### Work request
Pull every line from the records that has the word "positive" in it.

### Stored data
____________________
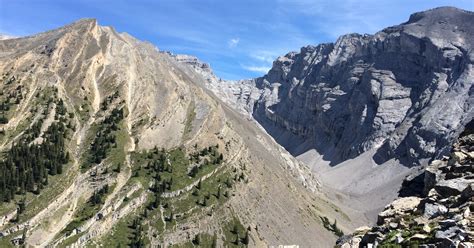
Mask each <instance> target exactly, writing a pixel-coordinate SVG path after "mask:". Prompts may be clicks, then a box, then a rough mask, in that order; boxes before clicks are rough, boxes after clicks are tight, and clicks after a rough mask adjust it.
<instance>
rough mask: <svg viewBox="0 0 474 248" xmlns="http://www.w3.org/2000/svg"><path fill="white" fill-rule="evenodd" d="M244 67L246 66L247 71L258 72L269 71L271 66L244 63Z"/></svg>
mask: <svg viewBox="0 0 474 248" xmlns="http://www.w3.org/2000/svg"><path fill="white" fill-rule="evenodd" d="M242 68H244V69H245V70H247V71H251V72H258V73H267V72H268V71H269V70H270V68H271V67H269V66H246V65H242Z"/></svg>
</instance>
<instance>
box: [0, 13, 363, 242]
mask: <svg viewBox="0 0 474 248" xmlns="http://www.w3.org/2000/svg"><path fill="white" fill-rule="evenodd" d="M180 59H181V60H184V61H185V62H186V63H181V62H183V61H181V62H180V61H179V60H180ZM193 66H194V67H196V66H197V67H199V68H201V69H202V70H209V68H207V69H206V66H205V65H204V64H200V63H196V61H194V60H193V59H192V58H189V57H184V56H181V57H178V58H175V57H173V56H171V55H170V54H168V53H164V52H160V51H158V49H156V48H155V47H154V46H152V45H150V44H149V43H145V42H141V41H138V40H136V39H134V38H133V37H131V36H129V35H128V34H125V33H118V32H116V31H115V30H114V29H113V28H111V27H102V26H99V25H98V24H97V23H96V21H95V20H90V19H85V20H80V21H78V22H76V23H73V24H71V25H68V26H66V27H62V28H58V29H56V30H52V31H48V32H45V33H41V34H37V35H33V36H29V37H22V38H18V39H7V40H2V41H0V71H1V73H2V74H1V78H0V82H1V84H0V88H1V94H0V104H1V109H0V120H1V121H0V130H1V132H0V151H1V153H2V157H1V159H0V168H1V169H2V170H1V171H2V175H0V186H1V187H0V197H1V198H2V203H1V204H0V237H1V239H0V246H1V247H9V246H12V245H13V244H25V245H27V246H38V247H44V246H48V245H51V246H61V245H64V246H65V245H71V246H75V247H83V246H88V245H89V246H98V245H103V246H106V247H109V246H111V247H115V246H127V245H135V246H141V245H146V246H152V247H156V246H159V245H160V246H171V245H191V246H192V244H191V240H193V239H197V240H199V239H201V241H200V242H202V245H203V246H211V243H212V242H214V243H215V244H216V245H217V246H232V245H234V244H236V245H243V244H245V243H246V244H248V245H253V246H265V245H280V244H282V245H283V244H298V245H302V246H311V244H314V243H320V244H323V245H325V246H330V245H331V243H332V241H334V240H335V239H336V236H335V235H334V234H333V233H331V232H330V231H328V230H326V229H325V228H324V227H323V226H322V224H321V223H320V219H319V217H318V216H327V217H329V218H330V219H331V220H332V219H335V218H340V219H341V220H339V221H338V223H339V224H340V225H341V226H342V228H343V229H345V230H349V228H350V227H352V226H353V225H354V224H353V223H349V220H348V219H346V218H344V217H343V216H344V215H343V214H342V212H341V210H340V209H338V208H337V207H336V206H335V205H334V204H331V203H330V202H329V201H328V200H327V199H326V197H325V196H324V195H323V194H321V192H320V191H319V186H318V182H317V181H316V180H315V178H314V176H313V175H312V174H311V173H310V171H309V170H308V168H306V167H305V166H304V165H302V164H301V163H299V162H298V161H297V160H296V159H294V158H293V157H292V156H291V155H290V154H288V153H287V152H286V151H284V149H281V147H280V146H278V145H277V144H276V143H275V142H274V141H273V140H272V139H271V137H269V136H268V135H267V134H266V133H265V132H263V131H262V130H261V129H259V128H258V127H257V126H256V125H254V123H252V122H249V121H248V120H245V119H244V118H242V116H241V115H239V114H237V112H236V111H234V110H233V109H231V108H229V107H228V106H227V105H226V104H225V103H223V102H222V101H221V100H219V99H218V98H216V97H215V96H214V94H212V93H211V92H209V91H208V90H207V89H206V88H205V87H204V86H205V83H206V80H205V79H206V78H205V77H203V74H202V73H197V72H196V70H195V69H193V68H192V67H193ZM32 154H33V155H32ZM38 154H40V155H41V157H40V158H44V159H41V161H39V162H38V161H37V160H38V156H39V155H38ZM53 165H54V166H53ZM53 169H54V170H53ZM25 182H27V183H25ZM234 226H235V229H233V227H234ZM130 227H133V228H130ZM231 230H232V232H231ZM315 233H317V234H318V235H314V234H315ZM196 242H198V241H196Z"/></svg>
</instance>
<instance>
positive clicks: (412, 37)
mask: <svg viewBox="0 0 474 248" xmlns="http://www.w3.org/2000/svg"><path fill="white" fill-rule="evenodd" d="M473 24H474V13H472V12H469V11H463V10H459V9H456V8H451V7H444V8H437V9H432V10H428V11H425V12H420V13H415V14H413V15H412V16H411V17H410V19H409V20H408V21H407V22H405V23H403V24H401V25H398V26H394V27H389V28H386V29H384V30H382V31H380V32H378V33H376V34H374V35H360V34H348V35H344V36H341V37H340V38H339V39H338V40H337V41H336V42H335V43H327V44H320V45H318V46H306V47H303V48H301V50H300V51H299V52H291V53H288V54H286V55H285V56H282V57H280V58H278V59H277V60H276V61H274V63H273V67H272V69H271V70H270V71H269V72H268V74H266V75H265V76H263V77H261V78H257V79H254V80H247V81H243V82H240V85H241V89H242V90H241V91H240V94H239V90H235V89H234V90H233V92H234V93H235V94H233V95H232V98H228V100H229V101H235V102H236V104H235V105H236V106H238V108H242V106H244V105H245V106H251V108H249V107H247V109H248V113H250V114H252V115H253V117H254V118H255V119H256V120H257V121H258V122H260V124H261V125H262V126H263V127H264V128H265V129H266V130H267V131H268V132H269V133H271V134H272V135H273V136H274V137H275V138H276V140H277V141H279V142H280V144H282V145H284V146H285V147H286V148H287V149H288V150H289V151H291V152H292V153H293V154H294V155H299V154H302V153H304V152H305V151H307V150H309V149H313V148H315V149H316V150H317V151H318V152H319V153H320V154H323V155H325V156H326V160H330V161H331V163H332V164H333V165H334V164H338V163H339V162H342V161H344V160H347V159H350V158H354V157H357V156H358V155H359V154H361V153H363V152H365V151H368V150H371V149H375V150H376V152H375V155H374V156H373V159H374V160H375V162H377V163H379V164H380V163H383V162H385V161H387V160H389V159H391V158H396V159H399V160H400V162H401V163H402V164H404V165H406V166H412V165H416V164H420V163H423V162H425V161H426V160H431V159H433V158H437V157H440V156H441V155H443V154H446V153H447V152H448V150H449V149H448V147H449V144H450V143H451V142H452V140H453V138H454V137H456V135H457V134H459V131H460V127H462V126H463V125H464V124H466V123H467V122H468V121H469V120H470V119H472V117H473V111H472V105H473V98H472V92H473V90H472V85H473V82H474V77H473V73H474V70H473V60H474V52H473V51H472V48H473V43H474V39H473V37H474V28H473ZM234 84H235V83H234ZM249 85H251V86H254V87H255V88H254V89H253V90H249V89H248V88H249ZM233 87H234V88H235V87H236V86H235V85H234V86H233ZM249 92H256V93H258V94H259V96H258V98H257V97H255V94H253V95H252V94H251V93H249ZM236 95H237V96H236ZM237 99H238V101H237ZM243 99H244V100H243ZM282 130H283V131H289V133H291V135H284V137H283V136H282V135H281V131H282ZM289 137H293V138H289Z"/></svg>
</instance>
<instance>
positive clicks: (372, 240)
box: [338, 122, 474, 248]
mask: <svg viewBox="0 0 474 248" xmlns="http://www.w3.org/2000/svg"><path fill="white" fill-rule="evenodd" d="M471 125H472V122H471ZM423 189H424V190H423V192H424V193H423V195H421V196H420V197H418V196H407V197H402V198H399V199H397V200H395V201H394V202H392V203H391V204H390V205H388V206H387V207H386V208H385V210H384V211H383V212H381V213H380V214H379V216H378V223H377V224H378V226H375V227H372V228H361V229H359V230H358V232H356V233H354V234H352V235H349V236H345V237H342V238H341V239H340V240H339V241H338V247H347V248H348V247H370V246H371V247H377V246H379V245H390V244H391V245H395V244H397V245H401V246H403V247H405V246H407V247H408V246H413V245H419V247H472V246H473V243H474V216H473V214H472V212H473V211H474V129H472V126H471V127H468V128H467V129H466V130H465V131H464V132H463V133H462V134H461V136H460V137H459V138H458V140H457V142H456V143H455V144H454V146H453V149H452V151H451V155H450V156H449V157H444V158H442V159H441V160H434V161H433V162H432V163H431V164H430V165H429V166H428V167H427V168H426V170H425V172H424V188H423Z"/></svg>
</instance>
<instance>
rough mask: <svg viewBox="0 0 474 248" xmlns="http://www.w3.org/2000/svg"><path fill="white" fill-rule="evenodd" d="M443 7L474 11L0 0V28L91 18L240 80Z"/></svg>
mask: <svg viewBox="0 0 474 248" xmlns="http://www.w3.org/2000/svg"><path fill="white" fill-rule="evenodd" d="M448 5H449V6H456V7H460V8H463V9H467V10H474V0H455V1H454V0H453V1H446V0H390V1H389V0H331V1H327V0H326V1H322V0H275V1H259V0H236V1H234V0H222V1H212V0H188V1H184V0H158V1H151V0H135V1H131V0H130V1H121V0H82V1H80V0H77V1H73V0H61V1H59V0H50V1H46V0H28V1H27V0H0V33H3V34H9V35H14V36H24V35H29V34H34V33H38V32H41V31H46V30H49V29H53V28H56V27H59V26H63V25H65V24H68V23H71V22H73V21H75V20H77V19H80V18H84V17H93V18H96V19H97V20H98V22H99V24H100V25H107V26H113V27H115V28H116V29H117V30H118V31H120V32H127V33H130V34H131V35H133V36H135V37H137V38H138V39H140V40H146V41H149V42H152V43H154V44H155V45H156V46H157V47H158V48H160V49H161V50H168V51H171V52H173V53H185V54H191V55H195V56H197V57H199V58H200V59H201V60H203V61H205V62H208V63H210V64H211V67H212V68H213V70H214V71H215V73H216V74H217V75H218V76H220V77H222V78H225V79H242V78H250V77H256V76H261V75H263V74H265V72H266V71H267V70H268V69H269V68H270V67H271V64H272V61H273V60H274V59H275V58H276V57H278V56H280V55H284V54H286V53H287V52H289V51H298V50H299V48H300V47H302V46H305V45H309V44H312V45H316V44H318V43H322V42H331V41H335V40H336V39H337V37H338V36H339V35H342V34H345V33H352V32H358V33H374V32H376V31H378V30H380V29H382V28H384V27H387V26H391V25H395V24H399V23H401V22H404V21H406V20H407V19H408V17H409V15H410V14H411V13H413V12H417V11H422V10H426V9H429V8H433V7H438V6H448Z"/></svg>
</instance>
____________________
### Written answer
positive clicks: (412, 37)
positive clicks: (372, 240)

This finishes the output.